# TASK OBJECTIVE
Each line below from the "the cloudy sky" line through the "the skater's arm" line, those two included, must be restated word for word; the pictures must not be.

BEGIN RECORDS SUPPLIED

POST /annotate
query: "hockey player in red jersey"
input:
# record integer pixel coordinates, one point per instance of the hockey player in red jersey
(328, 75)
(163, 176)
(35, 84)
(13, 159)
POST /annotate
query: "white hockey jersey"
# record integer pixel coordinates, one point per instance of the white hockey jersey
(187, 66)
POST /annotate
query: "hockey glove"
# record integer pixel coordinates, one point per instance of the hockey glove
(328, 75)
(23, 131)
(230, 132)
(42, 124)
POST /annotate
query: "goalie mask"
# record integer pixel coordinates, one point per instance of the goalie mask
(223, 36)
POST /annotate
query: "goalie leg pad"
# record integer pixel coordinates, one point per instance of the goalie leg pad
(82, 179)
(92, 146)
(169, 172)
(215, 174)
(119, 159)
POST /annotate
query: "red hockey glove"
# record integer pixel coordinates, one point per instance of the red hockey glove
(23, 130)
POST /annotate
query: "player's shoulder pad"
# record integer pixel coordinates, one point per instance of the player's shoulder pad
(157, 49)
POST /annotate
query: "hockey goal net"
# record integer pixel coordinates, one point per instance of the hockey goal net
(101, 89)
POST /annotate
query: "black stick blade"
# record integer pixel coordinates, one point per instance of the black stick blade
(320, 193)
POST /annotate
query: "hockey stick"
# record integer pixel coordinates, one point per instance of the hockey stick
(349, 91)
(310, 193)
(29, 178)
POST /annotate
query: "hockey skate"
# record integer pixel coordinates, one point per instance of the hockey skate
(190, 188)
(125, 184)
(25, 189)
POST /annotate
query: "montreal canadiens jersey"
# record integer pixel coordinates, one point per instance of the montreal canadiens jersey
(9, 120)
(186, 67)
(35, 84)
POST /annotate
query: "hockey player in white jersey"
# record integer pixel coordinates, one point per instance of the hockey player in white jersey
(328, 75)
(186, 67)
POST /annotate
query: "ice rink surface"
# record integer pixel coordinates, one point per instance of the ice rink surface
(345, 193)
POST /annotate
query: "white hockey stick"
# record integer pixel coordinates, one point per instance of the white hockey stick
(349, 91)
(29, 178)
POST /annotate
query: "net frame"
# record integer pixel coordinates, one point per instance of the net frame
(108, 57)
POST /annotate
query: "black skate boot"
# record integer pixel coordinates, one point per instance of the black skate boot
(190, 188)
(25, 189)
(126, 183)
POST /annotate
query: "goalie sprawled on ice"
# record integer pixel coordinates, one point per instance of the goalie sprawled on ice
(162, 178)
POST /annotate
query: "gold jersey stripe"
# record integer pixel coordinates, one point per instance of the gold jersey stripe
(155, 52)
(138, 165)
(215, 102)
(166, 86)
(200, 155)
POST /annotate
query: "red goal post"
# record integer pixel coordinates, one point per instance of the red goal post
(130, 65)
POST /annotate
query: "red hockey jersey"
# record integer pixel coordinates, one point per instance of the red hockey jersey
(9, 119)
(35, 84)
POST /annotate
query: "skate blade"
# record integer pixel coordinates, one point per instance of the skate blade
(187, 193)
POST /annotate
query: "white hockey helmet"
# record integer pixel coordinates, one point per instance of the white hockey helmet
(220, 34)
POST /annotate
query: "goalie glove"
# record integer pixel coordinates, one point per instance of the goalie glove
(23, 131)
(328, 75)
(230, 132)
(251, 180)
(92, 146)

END RECORDS SUPPLIED
BEGIN RECORDS SUPPLIED

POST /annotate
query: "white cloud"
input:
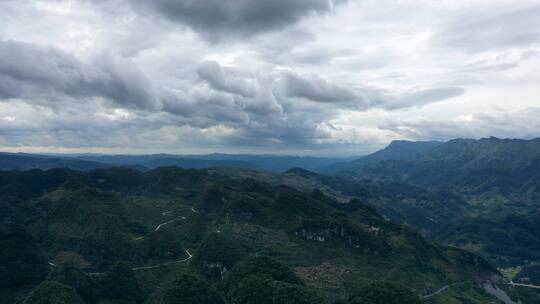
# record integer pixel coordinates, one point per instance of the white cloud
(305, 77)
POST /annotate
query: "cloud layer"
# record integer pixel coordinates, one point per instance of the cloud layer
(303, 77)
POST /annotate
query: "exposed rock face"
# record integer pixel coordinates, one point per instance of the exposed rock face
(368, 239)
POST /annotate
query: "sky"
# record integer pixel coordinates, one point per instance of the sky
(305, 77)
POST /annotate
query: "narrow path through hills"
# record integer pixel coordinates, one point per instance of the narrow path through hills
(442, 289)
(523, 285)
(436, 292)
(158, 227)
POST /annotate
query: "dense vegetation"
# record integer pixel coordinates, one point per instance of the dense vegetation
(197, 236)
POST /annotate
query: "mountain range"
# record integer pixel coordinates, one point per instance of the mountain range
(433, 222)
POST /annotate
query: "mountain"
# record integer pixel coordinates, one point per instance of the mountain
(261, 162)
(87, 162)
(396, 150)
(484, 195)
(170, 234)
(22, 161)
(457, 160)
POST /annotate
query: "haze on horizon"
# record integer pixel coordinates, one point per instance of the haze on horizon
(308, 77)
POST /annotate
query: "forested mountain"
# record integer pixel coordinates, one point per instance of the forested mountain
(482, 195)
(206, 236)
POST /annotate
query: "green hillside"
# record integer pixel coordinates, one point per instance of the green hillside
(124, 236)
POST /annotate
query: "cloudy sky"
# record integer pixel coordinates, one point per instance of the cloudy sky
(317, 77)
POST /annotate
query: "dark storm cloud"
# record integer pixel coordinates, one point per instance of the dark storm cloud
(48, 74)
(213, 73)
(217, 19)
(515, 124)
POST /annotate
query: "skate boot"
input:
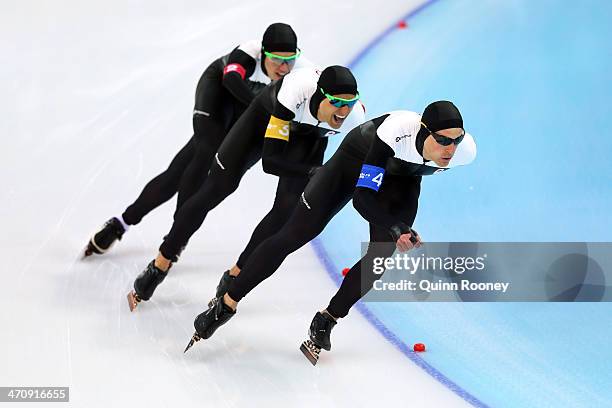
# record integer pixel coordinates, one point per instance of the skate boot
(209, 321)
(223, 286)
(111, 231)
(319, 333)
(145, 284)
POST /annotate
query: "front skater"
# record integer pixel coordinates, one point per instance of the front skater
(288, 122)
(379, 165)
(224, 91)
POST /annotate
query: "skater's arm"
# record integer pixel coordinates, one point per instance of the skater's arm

END RECORDS SUPPLIED

# PROBLEM SOLUTION
# record integer pixel coordinates, one point per instance of the cloudy sky
(317, 77)
POST /annotate
query: "dark storm cloud"
# record integer pixel coordinates, one point per instance of the dark storm cloud
(48, 74)
(213, 73)
(217, 19)
(515, 124)
POST /annotate
query: "skate boot"
input:
# record integer pixel coordinates, one point per instance of the skate boot
(209, 321)
(223, 286)
(111, 231)
(319, 333)
(145, 284)
POST /annotate
query: "front skater"
# record integer pixel coordinates, one point per instance of the front skater
(288, 122)
(379, 165)
(224, 91)
POST /annotate
query: "skater's arm"
# record integer pixel coordinates, one point per instance of the skater's arm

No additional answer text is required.